(Bir veri dosyasının parçası)
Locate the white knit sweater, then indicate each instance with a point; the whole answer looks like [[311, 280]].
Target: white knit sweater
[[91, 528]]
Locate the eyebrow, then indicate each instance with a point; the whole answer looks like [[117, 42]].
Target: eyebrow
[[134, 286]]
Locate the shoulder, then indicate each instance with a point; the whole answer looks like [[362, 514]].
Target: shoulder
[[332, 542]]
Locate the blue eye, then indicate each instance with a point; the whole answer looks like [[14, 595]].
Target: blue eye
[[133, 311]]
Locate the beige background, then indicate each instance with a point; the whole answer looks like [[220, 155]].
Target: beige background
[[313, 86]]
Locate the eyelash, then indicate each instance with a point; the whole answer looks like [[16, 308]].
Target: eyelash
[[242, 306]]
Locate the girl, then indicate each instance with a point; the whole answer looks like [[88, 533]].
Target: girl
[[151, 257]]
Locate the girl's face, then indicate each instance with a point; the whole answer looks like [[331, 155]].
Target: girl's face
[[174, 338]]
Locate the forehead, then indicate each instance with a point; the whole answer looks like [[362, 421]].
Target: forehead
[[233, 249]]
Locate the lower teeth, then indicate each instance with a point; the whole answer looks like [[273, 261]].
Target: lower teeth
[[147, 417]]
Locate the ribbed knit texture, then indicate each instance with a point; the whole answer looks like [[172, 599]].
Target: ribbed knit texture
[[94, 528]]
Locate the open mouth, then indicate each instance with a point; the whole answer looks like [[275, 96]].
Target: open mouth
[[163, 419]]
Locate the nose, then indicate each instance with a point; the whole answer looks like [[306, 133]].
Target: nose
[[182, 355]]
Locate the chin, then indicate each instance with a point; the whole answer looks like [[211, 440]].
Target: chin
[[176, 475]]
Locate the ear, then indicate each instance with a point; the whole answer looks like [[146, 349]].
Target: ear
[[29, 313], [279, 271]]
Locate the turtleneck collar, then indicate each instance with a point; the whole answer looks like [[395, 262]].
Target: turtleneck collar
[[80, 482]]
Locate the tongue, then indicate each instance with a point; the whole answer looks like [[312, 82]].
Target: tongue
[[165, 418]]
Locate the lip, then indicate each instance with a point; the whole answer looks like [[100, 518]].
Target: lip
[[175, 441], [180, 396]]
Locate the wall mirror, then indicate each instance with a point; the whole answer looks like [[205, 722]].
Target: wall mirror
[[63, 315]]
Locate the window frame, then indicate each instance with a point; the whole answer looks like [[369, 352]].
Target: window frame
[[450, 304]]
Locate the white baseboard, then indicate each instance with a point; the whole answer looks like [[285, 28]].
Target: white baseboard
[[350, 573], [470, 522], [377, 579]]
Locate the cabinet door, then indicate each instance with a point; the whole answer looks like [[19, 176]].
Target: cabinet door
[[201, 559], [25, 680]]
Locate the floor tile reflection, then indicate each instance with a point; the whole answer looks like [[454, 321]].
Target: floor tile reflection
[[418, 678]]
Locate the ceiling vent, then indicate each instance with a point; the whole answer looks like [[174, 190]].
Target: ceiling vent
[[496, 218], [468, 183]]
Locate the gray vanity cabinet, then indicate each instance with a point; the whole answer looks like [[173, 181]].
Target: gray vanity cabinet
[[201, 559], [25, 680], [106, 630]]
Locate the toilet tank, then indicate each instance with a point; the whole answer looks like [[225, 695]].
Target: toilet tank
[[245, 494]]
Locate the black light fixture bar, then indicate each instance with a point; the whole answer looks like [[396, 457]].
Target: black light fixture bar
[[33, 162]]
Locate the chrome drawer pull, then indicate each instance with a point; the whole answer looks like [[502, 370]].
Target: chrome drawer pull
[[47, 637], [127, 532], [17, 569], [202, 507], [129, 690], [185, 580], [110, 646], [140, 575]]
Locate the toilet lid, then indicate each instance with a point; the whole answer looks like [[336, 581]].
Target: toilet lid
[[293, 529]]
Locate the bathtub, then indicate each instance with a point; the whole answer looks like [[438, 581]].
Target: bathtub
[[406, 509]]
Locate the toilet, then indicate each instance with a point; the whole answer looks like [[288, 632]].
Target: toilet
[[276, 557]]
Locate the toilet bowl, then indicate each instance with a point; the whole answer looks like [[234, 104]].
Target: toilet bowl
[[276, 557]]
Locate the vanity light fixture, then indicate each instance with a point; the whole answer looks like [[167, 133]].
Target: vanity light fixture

### Görevin amacı
Yukarıdaki satırların hepsini tek bir karakterini bile değiştirmeden yeniden yazar mısın?

### Sorunun çözümü
Locate the white knit sweater, then indicate each instance with a point; the whole answer looks like [[311, 280]].
Target: white knit sweater
[[91, 528]]
Locate the eyebrow, then indicate each instance with a point; the whole answer looks like [[117, 42]].
Target: eyebrow
[[134, 286]]
Locate the shoulder, then indicate each instance with a point; the whole answer looks like [[362, 514]].
Target: shoulder
[[332, 542]]
Locate the blue eye, then indicate each instance with a point; the whole answer looks like [[14, 595]].
Target: blue eye
[[133, 311]]
Locate the beige background, then indicate each instance with a point; the whole answer looks like [[220, 155]].
Target: beige background
[[313, 86]]
Locate the eyelash, then indicate each instance with a point; the whole answer looks like [[16, 308]].
Target: eyelash
[[242, 306]]
Locate the girl, then indicate each instance with a point; the whole answer looks like [[88, 533]].
Target: girl
[[151, 257]]
Locate the girl's face, then indicate each instance with a point; the whole answer looks like [[331, 155]].
Target: girl's face
[[174, 338]]
Locate the forehead, then indicate each instance with a point; the whole answer looks like [[362, 421]].
Target: forehead
[[233, 249]]
Locate the lower teeth, then indicate each instance with a point; the whole answer looks like [[273, 261]].
Target: lower teeth
[[147, 417]]
Locate the ribbed knit texture, then indicate each instance with a point; the whole answer looks like [[172, 599]].
Target: ribbed knit texture
[[94, 528]]
Locate the open mouth, then indicate each instance with a point; the whole answer looks like [[275, 96]].
Target: open mouth
[[163, 419]]
Locate the nose, then indicate each instance with a point; the whole answer looks like [[306, 133]].
Target: nose
[[182, 355]]
Locate the chin, then indicate each instance with a point; the whole answer looks like [[211, 440]].
Target: chin
[[176, 475]]
Locate the ear, then indicate each instance with a point; the whole answer looks like [[146, 349]].
Target: ear
[[29, 313], [279, 271]]
Locate the turtleneck collar, then indicate each instance with a point; the whole answer looks like [[395, 262]].
Target: turtleneck collar
[[80, 482]]
Locate the tongue, then indicate each instance with a point; the whole answer looks like [[312, 82]].
Target: tongue
[[165, 418]]
Locate the lip, then indicate each instance with a point; the whole answer looks like [[100, 518]].
Target: lip
[[175, 441], [180, 396]]
Locate the wall mirror, then indicate each instance with a point; the whole answer looks like [[205, 722]].
Target: wall mirror
[[63, 315]]
Locate the window frame, then indicate each instance with a point; the whole answer looks like [[369, 352]].
Target: window frame
[[450, 304]]
Locate the white baseboard, then indicate each instance with a point; the whole answer looks like [[285, 28]].
Target: white baseboard
[[350, 573], [470, 522], [377, 579]]
Locate the cabinet door, then indicate each instance with a point; the whole answer looks like [[19, 176]].
Target: cabinet door
[[201, 559], [25, 680]]
Locate the floor tile reflection, then indicate each instance with a point; the whole answer looks like [[454, 321]].
Target: floor tile reflection
[[418, 678]]
Locate the ceiling vent, then indicate each instance with a point; the whole answer looks like [[174, 190]].
Target: ceiling vent
[[496, 218], [468, 183]]
Locate the gray vanity cabinet, then indicate each instance with a point; the whole answer looks like [[173, 181]].
Target: gray vanity cabinet
[[201, 559], [25, 680], [106, 630]]
Locate the toilet tank, then indicate each instance with a point; the whole answer looks like [[225, 695]].
Target: toilet tank
[[245, 494]]
Locate the black light fixture bar, then indicate each instance with a point; the whole answer looks like [[396, 457]].
Target: black light fixture bar
[[33, 162]]
Locate the chrome drawer pull, then indicate each instance with a point; the whole answer looks like [[502, 370]].
Target: chrome drawer pull
[[47, 637], [127, 532], [17, 569], [202, 507], [129, 690], [185, 580], [110, 646], [140, 575]]
Locate the toilet lid, then indicate each instance with a point; the whole answer looks like [[336, 581]].
Target: toilet lid
[[293, 529]]
Locate the bathtub, then indicate each instance with a point; the whole answer looks like [[438, 581]].
Target: bathtub
[[406, 509]]
Locate the toilet, then indicate each instance with a point; the whole answer looks like [[288, 632]].
Target: toilet
[[276, 557]]
Locate the toilet bowl, then indicate each instance with a point; the whole answer looks like [[234, 104]].
Target: toilet bowl
[[276, 557]]
Locate the vanity light fixture, then indicate each instance with a point; the whole answer looks like [[167, 133]].
Target: vanity light fixture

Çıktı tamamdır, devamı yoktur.